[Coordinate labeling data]
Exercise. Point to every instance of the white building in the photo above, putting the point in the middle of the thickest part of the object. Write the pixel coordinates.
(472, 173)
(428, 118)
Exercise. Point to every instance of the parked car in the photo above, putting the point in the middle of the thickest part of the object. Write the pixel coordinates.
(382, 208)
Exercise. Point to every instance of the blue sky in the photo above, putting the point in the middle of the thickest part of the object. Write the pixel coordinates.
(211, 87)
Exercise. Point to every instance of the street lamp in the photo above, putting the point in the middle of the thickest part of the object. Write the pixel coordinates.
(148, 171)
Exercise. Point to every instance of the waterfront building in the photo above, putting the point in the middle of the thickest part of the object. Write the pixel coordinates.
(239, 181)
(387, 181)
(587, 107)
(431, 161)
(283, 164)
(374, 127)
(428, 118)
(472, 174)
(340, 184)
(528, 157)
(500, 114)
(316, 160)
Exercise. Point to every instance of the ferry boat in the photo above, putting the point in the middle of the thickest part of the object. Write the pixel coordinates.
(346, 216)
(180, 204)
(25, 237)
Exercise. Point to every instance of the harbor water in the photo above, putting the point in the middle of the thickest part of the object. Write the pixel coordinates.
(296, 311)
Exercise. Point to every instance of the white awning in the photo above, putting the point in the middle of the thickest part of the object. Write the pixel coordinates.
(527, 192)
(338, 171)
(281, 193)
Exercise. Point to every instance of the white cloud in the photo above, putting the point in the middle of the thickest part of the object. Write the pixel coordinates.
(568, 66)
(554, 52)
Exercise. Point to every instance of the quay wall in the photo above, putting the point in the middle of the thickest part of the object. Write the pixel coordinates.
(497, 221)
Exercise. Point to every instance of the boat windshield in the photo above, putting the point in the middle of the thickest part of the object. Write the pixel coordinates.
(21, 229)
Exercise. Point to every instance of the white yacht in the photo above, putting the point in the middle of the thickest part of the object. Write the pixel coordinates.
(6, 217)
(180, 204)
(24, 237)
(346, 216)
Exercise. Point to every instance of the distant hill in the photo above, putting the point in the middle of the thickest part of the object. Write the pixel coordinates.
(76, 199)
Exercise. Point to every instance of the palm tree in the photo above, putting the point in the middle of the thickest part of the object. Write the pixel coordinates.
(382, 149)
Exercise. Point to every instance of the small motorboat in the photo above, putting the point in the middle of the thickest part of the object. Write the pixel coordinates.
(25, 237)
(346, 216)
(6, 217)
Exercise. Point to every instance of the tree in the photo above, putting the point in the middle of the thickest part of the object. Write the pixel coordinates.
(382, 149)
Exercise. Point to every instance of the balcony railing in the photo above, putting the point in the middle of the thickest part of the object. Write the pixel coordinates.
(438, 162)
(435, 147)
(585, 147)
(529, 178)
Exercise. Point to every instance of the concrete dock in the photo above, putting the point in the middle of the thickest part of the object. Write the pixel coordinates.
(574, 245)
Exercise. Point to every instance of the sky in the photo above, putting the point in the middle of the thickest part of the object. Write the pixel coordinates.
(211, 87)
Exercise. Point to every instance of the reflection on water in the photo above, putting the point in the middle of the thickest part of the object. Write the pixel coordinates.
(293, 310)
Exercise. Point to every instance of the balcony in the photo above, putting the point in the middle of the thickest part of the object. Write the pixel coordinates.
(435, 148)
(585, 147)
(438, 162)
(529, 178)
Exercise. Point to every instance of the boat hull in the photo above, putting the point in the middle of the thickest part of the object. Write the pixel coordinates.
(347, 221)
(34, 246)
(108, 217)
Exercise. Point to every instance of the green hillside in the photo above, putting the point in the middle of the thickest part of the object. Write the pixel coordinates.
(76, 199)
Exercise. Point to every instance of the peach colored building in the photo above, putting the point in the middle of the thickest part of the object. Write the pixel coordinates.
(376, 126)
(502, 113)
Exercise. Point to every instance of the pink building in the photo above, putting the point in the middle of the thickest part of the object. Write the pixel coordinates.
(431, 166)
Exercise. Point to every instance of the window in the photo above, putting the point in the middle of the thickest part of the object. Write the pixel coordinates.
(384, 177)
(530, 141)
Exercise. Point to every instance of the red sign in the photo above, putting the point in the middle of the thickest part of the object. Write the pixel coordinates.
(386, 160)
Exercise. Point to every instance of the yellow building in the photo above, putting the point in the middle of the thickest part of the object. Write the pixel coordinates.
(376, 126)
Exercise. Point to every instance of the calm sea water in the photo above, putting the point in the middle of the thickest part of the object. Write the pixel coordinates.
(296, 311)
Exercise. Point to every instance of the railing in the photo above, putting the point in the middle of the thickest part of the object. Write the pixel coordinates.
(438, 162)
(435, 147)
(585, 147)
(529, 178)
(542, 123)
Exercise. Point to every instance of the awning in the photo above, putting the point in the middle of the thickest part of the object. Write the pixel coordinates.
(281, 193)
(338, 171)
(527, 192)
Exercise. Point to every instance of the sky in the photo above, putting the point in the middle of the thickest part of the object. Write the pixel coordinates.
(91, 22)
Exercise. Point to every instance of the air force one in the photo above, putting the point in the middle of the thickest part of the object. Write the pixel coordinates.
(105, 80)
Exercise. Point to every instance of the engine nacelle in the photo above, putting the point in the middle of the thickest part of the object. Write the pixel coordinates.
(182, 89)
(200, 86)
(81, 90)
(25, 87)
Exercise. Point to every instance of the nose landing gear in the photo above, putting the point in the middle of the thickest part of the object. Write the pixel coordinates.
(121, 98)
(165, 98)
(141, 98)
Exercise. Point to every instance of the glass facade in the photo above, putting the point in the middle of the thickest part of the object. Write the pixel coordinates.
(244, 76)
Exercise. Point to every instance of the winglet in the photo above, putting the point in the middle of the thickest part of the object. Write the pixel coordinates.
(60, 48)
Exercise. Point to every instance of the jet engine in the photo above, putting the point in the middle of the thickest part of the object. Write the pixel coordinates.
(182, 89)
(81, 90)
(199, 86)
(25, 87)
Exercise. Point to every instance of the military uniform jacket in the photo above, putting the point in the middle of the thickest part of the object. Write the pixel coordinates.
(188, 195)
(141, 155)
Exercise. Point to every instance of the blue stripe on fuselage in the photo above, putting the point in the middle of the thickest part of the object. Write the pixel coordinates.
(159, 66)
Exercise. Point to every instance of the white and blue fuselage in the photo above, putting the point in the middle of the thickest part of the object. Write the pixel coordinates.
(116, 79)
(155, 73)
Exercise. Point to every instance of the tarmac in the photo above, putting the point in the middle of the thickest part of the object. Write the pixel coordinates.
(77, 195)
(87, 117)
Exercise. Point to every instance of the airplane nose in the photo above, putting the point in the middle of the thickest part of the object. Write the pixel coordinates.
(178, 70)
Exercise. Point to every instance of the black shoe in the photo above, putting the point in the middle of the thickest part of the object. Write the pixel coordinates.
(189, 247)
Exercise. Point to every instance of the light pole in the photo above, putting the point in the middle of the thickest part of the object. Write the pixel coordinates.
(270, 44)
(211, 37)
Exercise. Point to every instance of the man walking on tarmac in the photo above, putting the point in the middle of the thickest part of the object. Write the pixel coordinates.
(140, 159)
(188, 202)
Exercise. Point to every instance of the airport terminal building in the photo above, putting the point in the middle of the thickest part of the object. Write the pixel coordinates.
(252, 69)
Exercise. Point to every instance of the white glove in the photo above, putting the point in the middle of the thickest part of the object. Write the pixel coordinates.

WHAT THIS TASK INVOLVES: Rescale the entries from the line containing "Exercise. Point to every instance of the blue stripe" through the end of the entries, giving only those lines, each reproduced with every answer coordinate multiplied by 1.2. Round each result to a whole number, with halves rounded up, and leave all other text unchanged.

SOLUTION FOR THIS EXERCISE:
Exercise. Point to every instance of the blue stripe on fuselage in the photo above, putting the point in the middle of the thickest part of the object. Write the pixel coordinates.
(191, 79)
Exercise. Point to every instance of the white and blue fuselage in the photo above, putting the point in the middle of the thickest part of the object. Write the pixel coordinates.
(139, 95)
(186, 88)
Exercise. Point to every instance of the tarmac in the photo above, putting the point in the middle of the thickest part of the object. Write the pixel coordinates.
(92, 234)
(104, 140)
Exercise. Point to every instance of the airplane nose in the photo above, putting the point in the middle of the thickest part of the object. Write the pixel coordinates.
(214, 84)
Exercise. Point to every instance of the black shoe in the photo above, putting the point in the middle of the thickest part of the object. Write the pixel coordinates.
(227, 296)
Exercise. Point to every instance of the light pole in the photo above, putting the point in the middle of the thickest part of the object. Write the pixel coordinates.
(324, 53)
(253, 44)
Exercise. Point to every instance of the man walking on tarmac in the photo above, putting the point in the middle of the thickest part of the object. Write the pixel coordinates.
(168, 191)
(226, 242)
Exercise. Point to every instance of the airport terminal building in the photo above, putting the point in the middle of the thickest part of the object. Write the pixel coordinates.
(302, 83)
Exercise. Point to every instance of the white glove in the photo above, putting the point in the middle of the thickest part of the object. Write the pixel coordinates.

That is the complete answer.